* 문서 구간
:::

'데이터 엔지니어'로 성장하기

정리하는 걸 좋아하고, 남이 읽으면 더 좋아함

Data/Airflow

udemy)Airflow Operators Guide_5,6,7장 :: mightytedkim

MightyTedKim 2022. 3. 1. 23:10
728x90
반응형
 

3/1절 연휴동안 다 들을라했는데, 웹툰보고 놀다가 못함 ㅜㅜ 

이번주 평일에 시간을 내야겠음

Section 5: DAG dependencies  | 1hr 7min

  • 45. Introduction 1min
    1. 파트너A/B/C에게서 데이터를 받는데, 각 파트너마다 dag가 있다고 치자
    2. 다 완료되면, 특정 공통된 task를 실행한다.
     
  • 46. SubDagOperator 11min
복잡한 dag가 있는데, 특정 로직을 공유한다고 치자.
이 때 그룹핑할 수 있고, 시각적으로 명확하게 하는 역할을 한다.
 
장단점이 있음.
1. 시각화하려고 새로운 dag를 만들어야함
2. 새로운 dag를  또 후출해야하는 불편함이 있음
 
default_args는 똑같아야함. 부모/자식 간의 설정
dag_id도 명확하게 규정되야함.
 
worker_slot도 필요함
 
pool을 정의했다면, sub_dag가 공유하지 않을 수도 있음'
 
아래처럼 end를 a/b/c 이후에 공통으로 실행한다면, 
 
아래처럼 그루핑을 할 수 있음
$ parent_dag.py

from airflow.operators.bash import BashOperator
from airflow.operators.subdag import SubDagOperator
from subdag import subdag_factory

with DAG ():
  start=BashOperator("start", bash_command="echo 'start'")

  group_training_tasks=SubDagOperator(
    "grouping_training_tasks",
    sub_dag=subdag_factory('parent_dag', 'grouping_training_tasks', default_args)
  )

  #trainning_a=BashOperator("trainning_a", bash_command="echo 'trainning_a'")
  #trainning_b=BashOperator("trainning_b", bash_command="echo 'trainning_b'")
  #trainning_c=BashOperator("trainning_c", bash_command="echo 'trainning_c'")

  end=BashOperator("end", bash_command="echo 'end'")

#start >> [training_a, training_b. training_c] >> end
#start >> group_training_tasks >> end


--------------------------
$ subdag.py
from airflow.models import DAG
from airflow.operators.bash import BashOperator

def subdag_factory(parent_dag_id, subdag_id, default_args):

  with DAG(f"{parent_dag_id}.{sub_dag_id}", default_args=default_args) as dag:
    trainning_a=BashOperator("trainning_a", bash_command="echo 'trainning_a'")

:::

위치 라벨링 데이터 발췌
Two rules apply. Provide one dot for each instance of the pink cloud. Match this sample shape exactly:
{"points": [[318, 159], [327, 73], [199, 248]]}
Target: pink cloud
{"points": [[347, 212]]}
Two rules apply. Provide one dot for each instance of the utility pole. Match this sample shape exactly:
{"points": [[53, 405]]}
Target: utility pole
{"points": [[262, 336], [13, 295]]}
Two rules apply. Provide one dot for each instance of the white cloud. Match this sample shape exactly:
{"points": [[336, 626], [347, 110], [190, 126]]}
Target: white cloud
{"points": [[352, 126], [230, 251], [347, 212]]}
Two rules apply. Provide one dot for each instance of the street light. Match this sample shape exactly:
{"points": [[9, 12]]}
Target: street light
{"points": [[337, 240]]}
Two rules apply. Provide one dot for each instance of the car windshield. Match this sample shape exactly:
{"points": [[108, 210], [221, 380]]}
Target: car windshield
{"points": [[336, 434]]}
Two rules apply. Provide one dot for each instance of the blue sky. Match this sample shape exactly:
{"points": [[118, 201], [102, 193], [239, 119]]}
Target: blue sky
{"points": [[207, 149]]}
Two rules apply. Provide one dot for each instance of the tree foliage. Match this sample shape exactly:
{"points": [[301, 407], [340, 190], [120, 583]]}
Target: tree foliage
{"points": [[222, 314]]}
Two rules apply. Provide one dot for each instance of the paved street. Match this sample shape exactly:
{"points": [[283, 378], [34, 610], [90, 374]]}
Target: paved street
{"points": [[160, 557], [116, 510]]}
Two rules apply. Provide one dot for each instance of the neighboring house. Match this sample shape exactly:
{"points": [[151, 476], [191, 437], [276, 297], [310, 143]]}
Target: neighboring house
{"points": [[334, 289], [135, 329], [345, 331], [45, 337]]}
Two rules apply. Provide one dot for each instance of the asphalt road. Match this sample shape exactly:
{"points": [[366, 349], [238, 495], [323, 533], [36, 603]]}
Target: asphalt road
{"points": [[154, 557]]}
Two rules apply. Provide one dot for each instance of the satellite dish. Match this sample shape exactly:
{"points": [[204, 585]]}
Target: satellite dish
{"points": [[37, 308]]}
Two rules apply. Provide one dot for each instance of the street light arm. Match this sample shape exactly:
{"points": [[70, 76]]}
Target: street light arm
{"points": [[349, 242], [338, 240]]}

:::

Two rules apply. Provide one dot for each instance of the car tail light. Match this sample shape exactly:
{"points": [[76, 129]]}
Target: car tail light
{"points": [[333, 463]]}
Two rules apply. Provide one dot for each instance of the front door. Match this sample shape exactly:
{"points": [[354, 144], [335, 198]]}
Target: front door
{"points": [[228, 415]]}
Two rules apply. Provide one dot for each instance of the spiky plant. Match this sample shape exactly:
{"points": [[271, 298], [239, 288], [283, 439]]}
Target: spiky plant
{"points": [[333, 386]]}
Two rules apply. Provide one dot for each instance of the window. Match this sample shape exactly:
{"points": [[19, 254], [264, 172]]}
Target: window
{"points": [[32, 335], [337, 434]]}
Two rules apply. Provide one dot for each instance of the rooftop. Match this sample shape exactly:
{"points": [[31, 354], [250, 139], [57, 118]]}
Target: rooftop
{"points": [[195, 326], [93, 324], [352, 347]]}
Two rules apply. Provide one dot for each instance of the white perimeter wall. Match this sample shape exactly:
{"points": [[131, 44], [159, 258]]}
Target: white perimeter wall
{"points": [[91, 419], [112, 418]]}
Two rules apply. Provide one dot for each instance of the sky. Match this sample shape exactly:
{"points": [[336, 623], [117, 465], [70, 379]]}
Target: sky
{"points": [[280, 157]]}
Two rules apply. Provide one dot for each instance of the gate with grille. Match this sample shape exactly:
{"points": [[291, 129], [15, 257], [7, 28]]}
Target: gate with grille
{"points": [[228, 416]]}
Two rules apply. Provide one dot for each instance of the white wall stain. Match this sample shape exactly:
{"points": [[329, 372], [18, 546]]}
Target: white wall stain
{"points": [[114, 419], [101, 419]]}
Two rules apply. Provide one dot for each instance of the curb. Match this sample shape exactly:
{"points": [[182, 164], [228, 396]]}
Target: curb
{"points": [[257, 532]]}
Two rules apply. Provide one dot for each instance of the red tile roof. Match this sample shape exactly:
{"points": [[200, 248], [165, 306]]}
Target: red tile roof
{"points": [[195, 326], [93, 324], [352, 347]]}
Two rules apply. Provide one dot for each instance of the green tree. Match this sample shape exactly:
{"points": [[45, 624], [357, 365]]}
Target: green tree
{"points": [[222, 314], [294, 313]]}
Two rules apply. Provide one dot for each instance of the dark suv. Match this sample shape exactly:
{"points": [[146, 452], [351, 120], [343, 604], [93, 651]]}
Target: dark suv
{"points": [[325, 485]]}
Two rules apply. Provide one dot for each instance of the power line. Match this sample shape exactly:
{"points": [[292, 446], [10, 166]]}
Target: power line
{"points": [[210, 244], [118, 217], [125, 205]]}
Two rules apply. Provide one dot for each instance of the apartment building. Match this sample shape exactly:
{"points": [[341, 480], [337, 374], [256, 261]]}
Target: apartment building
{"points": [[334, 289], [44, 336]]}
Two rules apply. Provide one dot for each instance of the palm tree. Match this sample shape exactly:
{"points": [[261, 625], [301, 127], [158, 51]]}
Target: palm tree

:::

* 작업 목표
[1] Airflow 강의 노트에 따르면 SubDagOperator는 어떤 상황에서 무슨 역할을 합니까? 1~3문장으로 설명하십시오.
[2] Airflow 강의 노트에서 "이번주 평일에 시간을"부터 "명확하게 하는 역할을 한다."까지의 구간을 한 글자도 바꾸지 말고 그대로 옮겨 적으십시오.
이 데이터는 위의 Airflow 강의 노트와 별개의 자료입니다.

* 작업별 결과
[1] SubDagOperator는 복잡한 DAG에서 특정 로직을 공유하는 상황에 쓰입니다. 이때 해당 작업들을 그룹으로 묶어 시각적으로 명확하게 보여 주는 역할을 합니다.

[2]
이번주 평일에 시간을 내야겠음

Section 5: DAG dependencies  | 1hr 7min

  • 45. Introduction 1min
    1. 파트너A/B/C에게서 데이터를 받는데, 각 파트너마다 dag가 있다고 치자
    2. 다 완료되면, 특정 공통된 task를 실행한다.
     
  • 46. SubDagOperator 11min
복잡한 dag가 있는데, 특정 로직을 공유한다고 치자.
이 때 그룹핑할 수 있고, 시각적으로 명확하게 하는 역할을 한다.